— Texte présenté —
※ ※ ※
Pour donner encore plus de légitimité à ces ravitaillements dans l’une des 2500 stations Caltex, l’efficacité des lubrifiants maison fut mise en avant. Ils étaient indispensables pour lutter contre le « sludge » , un dépôt gras, noir et collant qui se formait dans les moteurs. Avec Caltex, l’intérieur devenait aussi propre que l’extérieur ! Une campagne qui n’était pas sans rappeler les aventures du nouvel agent secret de sa très gracieuse majesté, James Bond. Elle était intitulée « 005 contre le S.L.U.D.G.E. »
Europe 1, la radio des copains, fut choisie pour assurer la promotion de la marque tandis que Robert Lamoureux (1964), puis Francis Blanche (1966) furent mis à contribution avec des disques 45 tours distribués aux gérants des stations-services pour expliquer ces campagnes promotionnelles d’un nouveau type.
Le budget publicitaire de Caltex était confié à l’agence Synergie. Le troisième opérateur français en conseil et régie publicitaire, c’est là que nous retrouvons Jean-Marc Chaillet. Tandis que le responsable de la communication de Caltex était un certain François Guiter.
Jean-Marc Chaillet
« J’étais Chef de publicité à l’agence Synergie et je gérais le budget Caltex dont le responsable communication était François Guiter. Il avait la réputation d’être très dur avec ses interlocuteurs. La première fois que je l’ai rencontré, il m’a dit « Ah vous êtes Jean-Marc Chaillet, bon , écoutez, avant six mois j’aurai quelqu’un d’autre, alors on va se dépêcher ! ». Ce à quoi j’avais répondu : « Vous savez dans six mois je serai encore là et vous aussi ! ».
C’était un homme qui n’avait que quelques passions. Et surtout pas la course automobile à laquelle il ne connaissait rien. Il se passionnait pour la natation. Le cinéma. Il avait fait un film sur la traversée des gorges du Verdon qui s’appelait « Les eaux sauvages ». C’était un ancien nageur de combat. Il avait fait des coups terribles. Mais il n’en parlait jamais. J’ai appris par la bande que pendant la guerre d’Algérie, il avait fait sauter plusieurs bateaux qui faisaient de la contrebande d’armes. C’était un dur, dur, dur. Il avait aussi un humour assez épouvantable pour les autres. Notamment quand on ne le connaissait pas bien. Mais il était d’une honnêteté absolue.
※ ※ ※
— Extraits de données —
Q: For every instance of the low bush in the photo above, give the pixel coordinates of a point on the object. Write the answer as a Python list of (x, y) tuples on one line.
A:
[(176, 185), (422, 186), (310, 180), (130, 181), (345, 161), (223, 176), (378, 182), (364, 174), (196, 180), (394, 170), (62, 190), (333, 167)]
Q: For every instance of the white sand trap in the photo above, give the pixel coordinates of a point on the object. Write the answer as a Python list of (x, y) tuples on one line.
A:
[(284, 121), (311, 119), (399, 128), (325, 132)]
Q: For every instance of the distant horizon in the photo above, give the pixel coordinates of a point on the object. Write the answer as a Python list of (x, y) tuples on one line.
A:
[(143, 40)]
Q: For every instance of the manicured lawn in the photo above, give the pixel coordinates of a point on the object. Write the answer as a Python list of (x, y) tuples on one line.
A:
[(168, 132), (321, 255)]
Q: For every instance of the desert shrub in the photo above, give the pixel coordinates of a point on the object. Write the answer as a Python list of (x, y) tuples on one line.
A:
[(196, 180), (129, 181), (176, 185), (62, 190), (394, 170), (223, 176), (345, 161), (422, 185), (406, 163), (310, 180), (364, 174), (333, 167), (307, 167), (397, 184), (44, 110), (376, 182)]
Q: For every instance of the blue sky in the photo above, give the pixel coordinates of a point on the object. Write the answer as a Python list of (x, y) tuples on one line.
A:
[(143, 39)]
※ ※ ※
— Consigne —
Poursuivez le texte sur la publicité Caltex à partir de sa dernière phrase. La liste constitue un matériau distinct du texte sur la publicité Caltex.

— Réponse obtenue —
En travaillant pour lui, pour sa marque, on s’est lié d’amitié. Jusqu’à la fin. Je ne me souviens que d’une seule altercation. Ses bureaux étaient rue Jean Nicot dans le 7e, à Paris. Lors d’une réunion, je n’ai pas supporté ce qu’il m’avait dit qui était très injuste Et je suis parti comme un fou. Il m’a rattrapé sur le palier devant l’ascenseur. Il avait une force extraordinaire. Il m’a soulevé par les aisselles et m’a ramené dans son bureau ! «
Une obscure nébuleuse de marques, 1965
L’ERAP, consciente de l’illisibilité de la nébuleuse de sociétés reprises ou créées depuis les années 20 fut poussée par le gouvernement gaulliste à opter pour l’efficacité d’une fusion de ses différentes entités pour 1966. De quoi fédérer plus de 4500 points de vente sous une seule marque.
L’opération fut accompagnée du secret le plus total. Le monde du silence : un domaine que maitrisait parfaitement l’ancien nageur de combat qu’était François Guiter.
Courant 1965 la recherche du nouveau nom, symbolisant cette nouvelle ère, à la pointe de la modernité, ne pouvait se faire qu’avec l’aide d’un super calculateur. Celui d’ERAP. Il lui fut demandé de sortir toutes les combinaisons de mots de trois, quatre ou cinq lettres possibles. 8 253 000 propositions en résultèrent. Huit furent retenues : RITM, ALZAN, ELF, ELAN, ERAP, GALO, SUD, VEGA.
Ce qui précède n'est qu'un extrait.